◆ **Given data**:
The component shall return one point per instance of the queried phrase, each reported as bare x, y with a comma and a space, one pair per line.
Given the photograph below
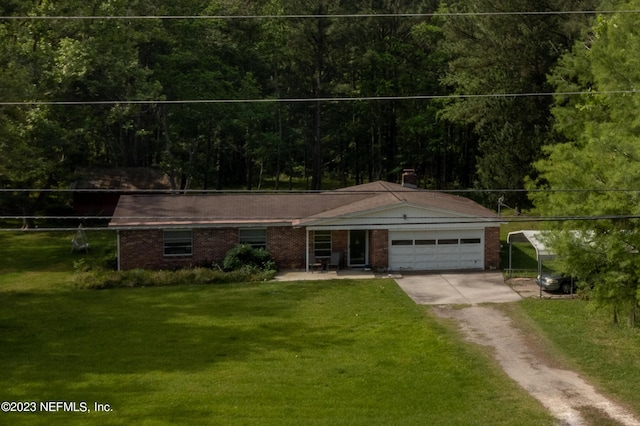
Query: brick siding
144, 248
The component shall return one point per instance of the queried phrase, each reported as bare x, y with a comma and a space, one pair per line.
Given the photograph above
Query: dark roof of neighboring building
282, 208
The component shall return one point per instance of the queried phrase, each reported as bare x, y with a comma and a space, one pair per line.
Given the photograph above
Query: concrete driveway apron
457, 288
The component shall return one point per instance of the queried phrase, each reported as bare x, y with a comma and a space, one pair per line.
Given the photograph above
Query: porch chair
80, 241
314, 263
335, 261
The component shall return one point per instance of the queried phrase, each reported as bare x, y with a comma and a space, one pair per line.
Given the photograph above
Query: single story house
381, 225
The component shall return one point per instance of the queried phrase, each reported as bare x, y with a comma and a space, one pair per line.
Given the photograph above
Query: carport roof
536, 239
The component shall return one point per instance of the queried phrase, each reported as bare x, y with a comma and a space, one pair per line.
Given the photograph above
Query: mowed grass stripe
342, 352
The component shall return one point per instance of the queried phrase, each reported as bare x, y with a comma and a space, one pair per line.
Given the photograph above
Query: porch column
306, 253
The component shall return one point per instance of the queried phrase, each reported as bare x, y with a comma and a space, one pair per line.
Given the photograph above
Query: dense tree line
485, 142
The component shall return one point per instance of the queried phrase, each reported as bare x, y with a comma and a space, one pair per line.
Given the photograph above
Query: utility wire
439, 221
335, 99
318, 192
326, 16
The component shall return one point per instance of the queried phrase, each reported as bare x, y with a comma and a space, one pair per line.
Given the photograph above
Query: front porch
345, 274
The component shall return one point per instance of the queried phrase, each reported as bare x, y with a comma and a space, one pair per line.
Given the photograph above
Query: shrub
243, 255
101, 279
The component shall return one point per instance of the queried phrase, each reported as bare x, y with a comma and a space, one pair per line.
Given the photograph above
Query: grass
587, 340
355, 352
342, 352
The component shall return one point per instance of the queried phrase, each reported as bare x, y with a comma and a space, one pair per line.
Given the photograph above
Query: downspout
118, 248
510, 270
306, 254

◆ **Stated problem**: Copy each line of the records precisely and drop any images they hold.

◆ **Written response**:
The component shall return one point per instance of the queried phrase, each reported as bare x, y with a comma and a space, one pair per line.
Given the photograph below
Query: brick siding
144, 248
The component shall return one point per instance of the queried phrase, each reported as bare x, y with a comma and a space, one pair per line.
Given the photograph above
Query: dark roof of neighboring building
282, 208
The component shall return one point per instance of the queried phrase, each reported as bare x, y with a comma and a space, one pair per line.
Given the photograph above
Query: concrete driveway apron
457, 288
The component shall return one point per instance of the queried phrase, each reported as bare x, y with a comma and a space, one pair per line.
Given the photograph above
Query: porch chair
80, 241
314, 263
335, 261
The component shall return one point per instance of the queried phrase, each reported as bare x, y with a comma and a space, one pair per line.
Given the photograph above
Query: single story house
381, 225
The component shall return one point per instance of the queried phrase, each reported as bare x, y with a comma and a space, one pair per line.
Given the photograph above
Query: carport roof
536, 239
The component shall return one point per instance of the queried phrase, each reported as bare x, y with a comma and a space, one pair per line.
Given the photograph above
Query: mowed grass stripe
342, 352
The component shall return one point per instance of the queried phrase, each reported as bare x, y with a comma and a space, one pair per line.
Given the photograph above
Query: porch column
306, 253
The component shall return one point per instance of the queried phrase, each reported as bare x, y with a comma and a space, one pair per line.
Given the photograph above
Query: dense tree line
485, 142
The component shall return one point per instance of the queried phrase, each reported as bare x, y with a comma and a space, one pair per line.
Given the photograph above
Query: utility wire
439, 221
335, 99
318, 192
326, 16
The component shall return one point per instance of the queried phrase, each reported as bare x, y with a comma and a space, one pair per line.
Given the photograph above
Query: front porch
345, 274
The component shall return one point per instance of the queried phrase, each reported as bare x, y with a comma and a space, one pair per line.
Given the photograph above
Query: shrub
243, 255
101, 279
The component shall return one point per instance of the queried phrase, each reported as bare x, y with a comma and a space, one pair per line.
Given the photograph above
Query: grass
587, 340
355, 352
342, 352
The component shall return one point per instance of the queried phrase, each reported as bare x, y with a comma and a space, one pair per line.
Given the photograph above
Query: downspout
118, 248
510, 270
306, 254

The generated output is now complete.